### Extract provided
+ + +

Tôkyô monogatari (1953)

Less is more If there were ever a film to define the phrase "Less is more" it would be Tokyo Story. It's so simple yet I find it unbelievably compelling and moving. This is mainly thanks to the nuances of the cast that portray so much emotion. For example, Chishu Ryu's subtle performance conveys everything. In a scene where he is plainly nodding, deep down inside you can feel all the sadness and pain he is feeling and it hits you hard. Ozu also never makes the film feel overly sentimental with earned emotional moments and explores the human condition so beautifully. A true masterpiece of cinema.

Perfetti sconosciuti (2016)

Underrated Good movie and everybody has to watch it because it is a story and a lesson showing us that phones started to be our life that little box can be a source of pain and problems and instead of focusing on our lives and live it fully we waste our time on stupid things leaving behind things that matter

Steve Jobs (2015)

We will know soon enough if you are Leonardo da Vinci or just think you are. The best part of Danny Boyle's biopic is the whip smart dialogue one would already expect from screenplay maestro Aaron Sorkin and the solid performances from Michael Fassbender, Seth Rogen, Kate Winslet and Jeff Daniels. This is strongly supported by a fantastic musical soundtrack from Daniel Pemberton. Where the film falls down (in my opinion), is in its structure. It has 3 segments: 1984 with the first release of the Mac, 1986 after the controversial firing of Jobs from his own company and his release of the NEXT computer and culminates in 1997 with his rise back to the top and release of the new IMac. Overall, The film didn't truly cover any new ground and left me still wanting to know so much more about what made the man tick. An entertaining and well made film for sure just not the masterpiece it could have been.

The Martian (2015)

In Space no One Can Hear You Scream This movie is a triumph on almost every level; script, acting, directing, cinematography and special effects are all top notch. It's one of Ridley Scott's best films in years as well as a career high performance from Matt Damon who commands the screen and bring so much charisma and a surprising amount of humor to his character. The story revolves around an astronaut being stuck on Mars and having to fight to stay alive while NASA works to bring him home. The 2 1/2 hour running time goes by almost too fast as the film is full of scenes of intensity, thrills but most of all plenty of laughs. It's an all round crowd pleaser the whole family should enjoy.

The Walk (2015)

Man on Wire I'm a huge fan of Joseph Gordon Levitt as well as James Marshes 2008 Oscar winning documentary "Man on Wire" from which this film adaption is based on, so I was excited for this movie when I first heard about it. The final product does not disappoint. Many people have complained about JGLs French accent but he actually nails it and depicts the films protagonist Philip Petit perfectly. The real star of the film however is the amazing special effects and how well the World Trade Center is brought to life--it's almost bittersweet. The film is a true story of a high-wire walker who illegally broke into the two towers in 1974 and walked across them both on only a tight rope with no harness. The final 8 minute sequence of the act itself is worth the ticket price alone and is absolutely mesmerizing. Be warned that this is not for the squeamish for anyone with a fear of heights! For this reason, I avoided seeing the movie in 3D. The pacing is slow at times but overall the sorry is a remarkable one and the way it is shot is beautiful.

+ + +

### Direction
Reproduce the passage of the film reviews word for word, starting with "In Space no" and going on through "family should enjoy.".

### Supplied information

+ + +

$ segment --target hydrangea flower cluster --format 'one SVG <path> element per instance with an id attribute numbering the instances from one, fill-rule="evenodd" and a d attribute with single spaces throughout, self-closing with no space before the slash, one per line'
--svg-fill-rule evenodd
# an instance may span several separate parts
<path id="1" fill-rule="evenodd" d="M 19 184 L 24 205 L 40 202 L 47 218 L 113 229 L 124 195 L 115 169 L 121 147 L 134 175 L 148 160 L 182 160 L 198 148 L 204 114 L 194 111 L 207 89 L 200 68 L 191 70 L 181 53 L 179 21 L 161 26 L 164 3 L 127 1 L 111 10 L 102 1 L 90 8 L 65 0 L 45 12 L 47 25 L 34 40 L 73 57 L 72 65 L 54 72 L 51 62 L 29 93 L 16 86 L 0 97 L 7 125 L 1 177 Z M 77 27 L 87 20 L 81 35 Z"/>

+ + +

### Result of the exercise
In Space no One Can Hear You Scream This movie is a triumph on almost every level; script, acting, directing, cinematography and special effects are all top notch. It's one of Ridley Scott's best films in years as well as a career high performance from Matt Damon who commands the screen and bring so much charisma and a surprising amount of humor to his character. The story revolves around an astronaut being stuck on Mars and having to fight to stay alive while NASA works to bring him home. The 2 1/2 hour running time goes by almost too fast as the film is full of scenes of intensity, thrills but most of all plenty of laughs. It's an all round crowd pleaser the whole family should enjoy.